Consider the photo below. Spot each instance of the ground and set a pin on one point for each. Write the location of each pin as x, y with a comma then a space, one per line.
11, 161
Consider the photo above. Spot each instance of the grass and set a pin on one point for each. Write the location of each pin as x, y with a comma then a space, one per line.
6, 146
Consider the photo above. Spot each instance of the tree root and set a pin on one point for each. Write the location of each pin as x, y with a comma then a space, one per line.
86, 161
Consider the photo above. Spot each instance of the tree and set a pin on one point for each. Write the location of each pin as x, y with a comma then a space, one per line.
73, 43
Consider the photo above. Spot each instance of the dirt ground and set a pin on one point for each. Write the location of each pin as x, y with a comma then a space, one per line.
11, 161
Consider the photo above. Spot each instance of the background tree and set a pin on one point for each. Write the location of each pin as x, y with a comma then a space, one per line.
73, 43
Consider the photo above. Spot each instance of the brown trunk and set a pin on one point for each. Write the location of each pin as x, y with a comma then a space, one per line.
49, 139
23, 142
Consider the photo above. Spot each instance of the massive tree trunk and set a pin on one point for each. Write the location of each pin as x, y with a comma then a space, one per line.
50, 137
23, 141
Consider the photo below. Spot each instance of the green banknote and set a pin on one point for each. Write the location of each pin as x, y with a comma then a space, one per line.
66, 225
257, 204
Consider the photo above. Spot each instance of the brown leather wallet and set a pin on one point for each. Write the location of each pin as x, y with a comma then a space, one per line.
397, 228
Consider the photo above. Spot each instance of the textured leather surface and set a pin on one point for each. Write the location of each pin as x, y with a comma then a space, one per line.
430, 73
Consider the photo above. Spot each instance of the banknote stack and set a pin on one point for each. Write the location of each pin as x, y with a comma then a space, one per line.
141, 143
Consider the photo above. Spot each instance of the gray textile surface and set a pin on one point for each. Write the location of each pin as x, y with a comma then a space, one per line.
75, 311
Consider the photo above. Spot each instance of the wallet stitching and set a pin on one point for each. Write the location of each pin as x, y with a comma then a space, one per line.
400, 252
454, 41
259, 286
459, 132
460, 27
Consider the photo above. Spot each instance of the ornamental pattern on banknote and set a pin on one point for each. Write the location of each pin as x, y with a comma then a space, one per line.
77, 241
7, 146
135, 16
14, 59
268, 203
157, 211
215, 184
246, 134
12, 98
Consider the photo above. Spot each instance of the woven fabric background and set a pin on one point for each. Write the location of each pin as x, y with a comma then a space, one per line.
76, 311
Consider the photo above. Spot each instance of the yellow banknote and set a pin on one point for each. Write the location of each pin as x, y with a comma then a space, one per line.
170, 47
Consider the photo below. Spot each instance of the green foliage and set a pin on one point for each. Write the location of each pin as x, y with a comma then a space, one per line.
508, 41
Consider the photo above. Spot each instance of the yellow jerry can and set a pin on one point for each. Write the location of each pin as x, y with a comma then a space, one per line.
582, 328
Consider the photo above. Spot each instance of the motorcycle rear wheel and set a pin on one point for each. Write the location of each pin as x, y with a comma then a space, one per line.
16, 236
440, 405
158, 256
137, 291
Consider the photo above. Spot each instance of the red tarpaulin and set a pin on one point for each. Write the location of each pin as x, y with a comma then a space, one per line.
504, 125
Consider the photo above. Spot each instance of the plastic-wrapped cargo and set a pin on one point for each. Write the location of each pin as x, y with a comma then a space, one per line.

____

▸ **Prompt**: Transcribe all entries exactly as they are given.

▸ **Answer below**:
Consider the photo below. Spot each instance of the ground and set a pin on one point for each. Write the location of each pin as x, y with a comma then a space, one per line.
11, 161
Consider the photo above. Spot each instance of the grass and set a pin on one point for each. Write the location of each pin as x, y with a comma then a space, one per line.
6, 146
Consider the photo above. Spot each instance of the tree root and set a pin on one point for each. Write the location of each pin as x, y with a comma then a space, one per line.
86, 161
Consider the photo above. Spot each instance of the tree and set a pin on one point for each. Write the location of each pin as x, y with a comma then a space, one per line.
73, 43
Consider the photo above. Spot each instance of the dirt ground and set a pin on one point for each. Write the location of each pin as x, y with a comma then a space, one per line.
11, 161
Consider the photo above. Spot each instance of the background tree and set a pin on one point for each. Write the location of each pin as x, y with a comma then a space, one per line.
73, 43
Consider the photo above. Spot each instance of the brown trunk and set a pin on one point for each. Write the location of each pin as x, y with a comma then a space, one per line.
49, 139
23, 142
Consider the photo above. Spot each instance of the massive tree trunk and set a pin on one point for each. Write the location of each pin as x, y with a comma then a space, one per line.
50, 137
23, 141
Consider the photo below. Spot each instance of the green banknote and set a pin on one point for each. Write the location of each pin as x, y with a comma then a space, one per line.
66, 225
257, 204
Consider the photo above. Spot each instance of the brown leather wallet and set a pin on one point for each. Write the location of each pin as x, y with a comma then a space, one per line.
397, 228
Consider the photo above. Spot each instance of the textured leather surface and set a pin on one point for each. Write the location of each pin as x, y with a comma then a space, one per line.
430, 73
Consider the photo above. Spot each instance of the banknote stack and set a pin on one point for each. Write the location of each pin as x, y with a comma then a space, one per line.
141, 143
Consider the photo above. Spot each instance of the gray textile surface and set a pin on one point for each. Write the location of each pin as x, y with a comma then a space, one per line.
75, 311
Consider the photo above. Spot each instance of the wallet stitching and set a pin on one point for each. Write the location of each pin as x, y with a comma then a space, one per line.
400, 252
454, 41
259, 286
459, 132
460, 27
Consider the photo above. Spot each instance of the ornamental pattern on banknote and set a pin on one point for each. Write the location of each pin as x, y with a comma then a space, one per line.
77, 241
7, 146
135, 16
14, 59
268, 203
157, 211
215, 184
246, 134
12, 98
Consider the photo above. Spot each instance of the woven fabric background and set a pin on one point for each. Write the location of each pin as x, y with a comma then a space, one per line.
76, 311
Consider the photo above. Spot each instance of the yellow banknote and set a pin on one point for each. Write the location of each pin as x, y with a comma then a space, one per line.
170, 47
Consider the photo below. Spot each instance of the green foliage and set a pin on one point for each. Write the location of each pin as x, y with a comma then a space, one per line.
508, 41
Consider the photo above. Spot each instance of the yellow jerry can and set a pin on one point for each. Write the location of each pin as x, y with a comma then a space, one per line.
582, 328
Consider the photo above. Spot each instance of the motorcycle rear wheel and set a pin on one point for each. Write the location of each pin as x, y with a comma then a space, one per line.
16, 236
440, 405
158, 256
137, 291
Consider the photo above. Spot each instance of the red tarpaulin and set a pin on one point for each. Write the location of each pin as x, y with a comma then a space, one per line.
504, 125
Consider the photo above. Spot each instance of the plastic-wrapped cargo and set a pin on one point for each. Write the location of each pin as x, y with a comma then a space, one per line.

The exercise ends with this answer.